━━ SUPPLIED RECORDS ━━

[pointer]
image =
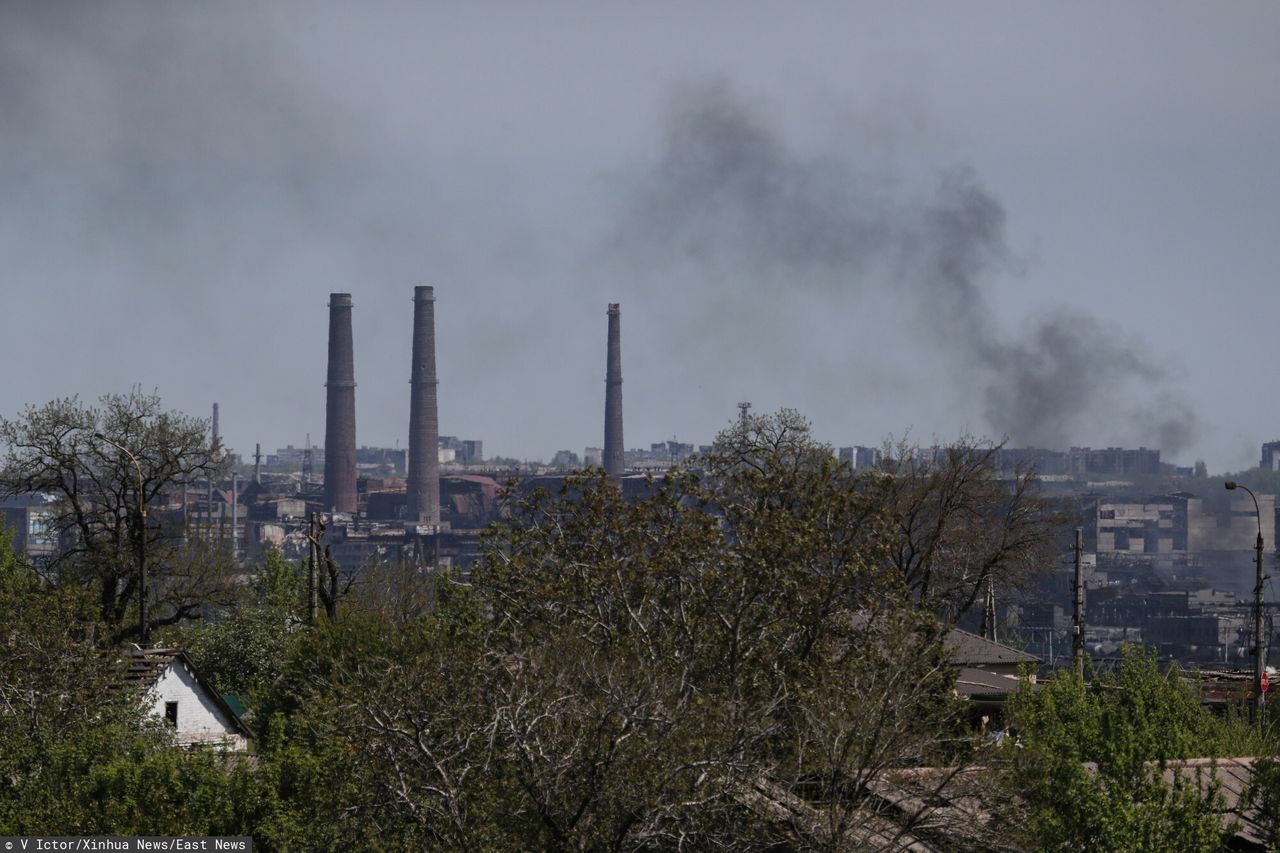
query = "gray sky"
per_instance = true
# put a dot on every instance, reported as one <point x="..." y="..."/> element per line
<point x="1057" y="223"/>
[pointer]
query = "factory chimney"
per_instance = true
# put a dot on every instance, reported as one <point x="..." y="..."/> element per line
<point x="424" y="424"/>
<point x="613" y="457"/>
<point x="339" y="434"/>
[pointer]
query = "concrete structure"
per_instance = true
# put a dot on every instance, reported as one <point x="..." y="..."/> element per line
<point x="30" y="518"/>
<point x="615" y="459"/>
<point x="424" y="425"/>
<point x="339" y="437"/>
<point x="174" y="692"/>
<point x="1271" y="456"/>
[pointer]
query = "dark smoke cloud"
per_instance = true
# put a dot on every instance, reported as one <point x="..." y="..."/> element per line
<point x="731" y="200"/>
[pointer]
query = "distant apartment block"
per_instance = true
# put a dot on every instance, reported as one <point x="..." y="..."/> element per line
<point x="1082" y="461"/>
<point x="1271" y="456"/>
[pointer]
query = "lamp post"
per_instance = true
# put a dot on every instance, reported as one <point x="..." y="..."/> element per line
<point x="142" y="541"/>
<point x="1258" y="664"/>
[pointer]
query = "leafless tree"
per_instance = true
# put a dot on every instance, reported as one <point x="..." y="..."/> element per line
<point x="72" y="452"/>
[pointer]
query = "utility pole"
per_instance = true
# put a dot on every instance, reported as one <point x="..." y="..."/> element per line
<point x="312" y="559"/>
<point x="1078" y="612"/>
<point x="1258" y="648"/>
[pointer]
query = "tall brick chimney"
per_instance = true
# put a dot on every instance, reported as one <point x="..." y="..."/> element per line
<point x="339" y="434"/>
<point x="615" y="463"/>
<point x="424" y="424"/>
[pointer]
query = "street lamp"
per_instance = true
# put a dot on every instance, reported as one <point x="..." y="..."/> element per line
<point x="142" y="541"/>
<point x="1258" y="662"/>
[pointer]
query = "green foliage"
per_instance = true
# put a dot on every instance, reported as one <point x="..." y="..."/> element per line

━━━

[ABOUT THIS TASK]:
The entries above are to be restated verbatim, with no pictures carried over.

[WRITTEN RESPONSE]:
[pointer]
image =
query = "gray sky"
per_instance = true
# put a dot on every instance, reported as one <point x="..." y="..."/> element per line
<point x="1057" y="223"/>
[pointer]
query = "factory chimney"
per_instance = true
# put a dot on every instance, reported as one <point x="..." y="..."/> element per line
<point x="424" y="424"/>
<point x="613" y="457"/>
<point x="339" y="434"/>
[pointer]
query = "concrete structure"
per_instance = true
# put a dot on every instance, reported as one <point x="..." y="..."/> element per line
<point x="30" y="518"/>
<point x="615" y="459"/>
<point x="424" y="425"/>
<point x="339" y="437"/>
<point x="174" y="692"/>
<point x="1271" y="456"/>
[pointer]
query = "dark smoke cloud"
per_instance = true
# put a dot on every instance, reported as one <point x="..." y="..."/> element per line
<point x="731" y="200"/>
[pointer]
query = "distant apartment block"
per_instance = true
# put a dot on every instance, reported as one <point x="..." y="..."/> element per line
<point x="1082" y="461"/>
<point x="1271" y="456"/>
[pointer]
query = "lamp post"
per_instance = true
# put a dot on every instance, reported as one <point x="..." y="..."/> element per line
<point x="142" y="541"/>
<point x="1258" y="664"/>
[pointer]
query = "leafless tree"
per_instance = true
# put a dot on every instance, reported as one <point x="..." y="..."/> element per line
<point x="72" y="452"/>
[pointer]
query = "utility pole"
per_instance = true
# put a dot on every instance, reported as one <point x="..." y="..."/> element per line
<point x="312" y="559"/>
<point x="1078" y="612"/>
<point x="1258" y="648"/>
[pointer]
query = "tall brick chimney"
per_instance = true
# put a dot on every instance, reported as one <point x="..." y="..."/> element per line
<point x="339" y="434"/>
<point x="615" y="463"/>
<point x="424" y="424"/>
[pointer]
query = "street lamp"
per_instance = true
# put a dot on every instance, reported as one <point x="..." y="..."/> element per line
<point x="142" y="541"/>
<point x="1258" y="662"/>
[pointer]
query = "green foliage"
per_instance = true
# put a dot on every instance, reported as one <point x="..." y="..."/> element per line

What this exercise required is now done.